◆ Given task: Your task is to transcribe the entries below exactly, beginning with the line containing "If you could point out the utility" and ending with the final line, and to add nothing else.

--- Start of Supplied data ---

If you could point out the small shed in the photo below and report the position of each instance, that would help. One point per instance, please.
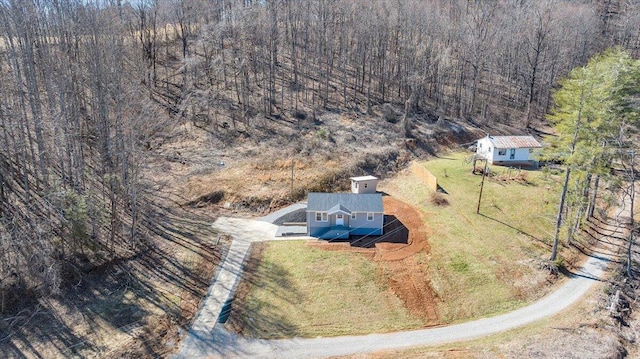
(364, 184)
(508, 150)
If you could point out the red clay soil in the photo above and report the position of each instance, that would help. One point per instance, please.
(412, 219)
(405, 277)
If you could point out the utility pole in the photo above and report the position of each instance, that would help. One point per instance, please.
(633, 195)
(292, 165)
(484, 174)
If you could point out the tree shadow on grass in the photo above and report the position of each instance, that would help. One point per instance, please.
(517, 230)
(258, 318)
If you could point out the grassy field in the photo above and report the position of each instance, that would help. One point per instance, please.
(304, 291)
(478, 265)
(483, 264)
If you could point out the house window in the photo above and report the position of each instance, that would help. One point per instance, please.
(321, 217)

--- End of Supplied data ---

◆ Task output:
If you could point out the utility pole in the photo above and report the position of each instance, that would help. One point per instance, please.
(633, 195)
(292, 165)
(484, 174)
If you could point out the tree shadow on grass in the photo above and report the position of each instance, that would help. One point per instance, please.
(517, 230)
(258, 318)
If you could point out the grassy field in the photo above and report the position of each instance, that would help. One point per instance, please.
(304, 291)
(478, 265)
(483, 264)
If you could point out the house window in the photo above and report the position of each instance, that would help. One point per instance, please.
(321, 217)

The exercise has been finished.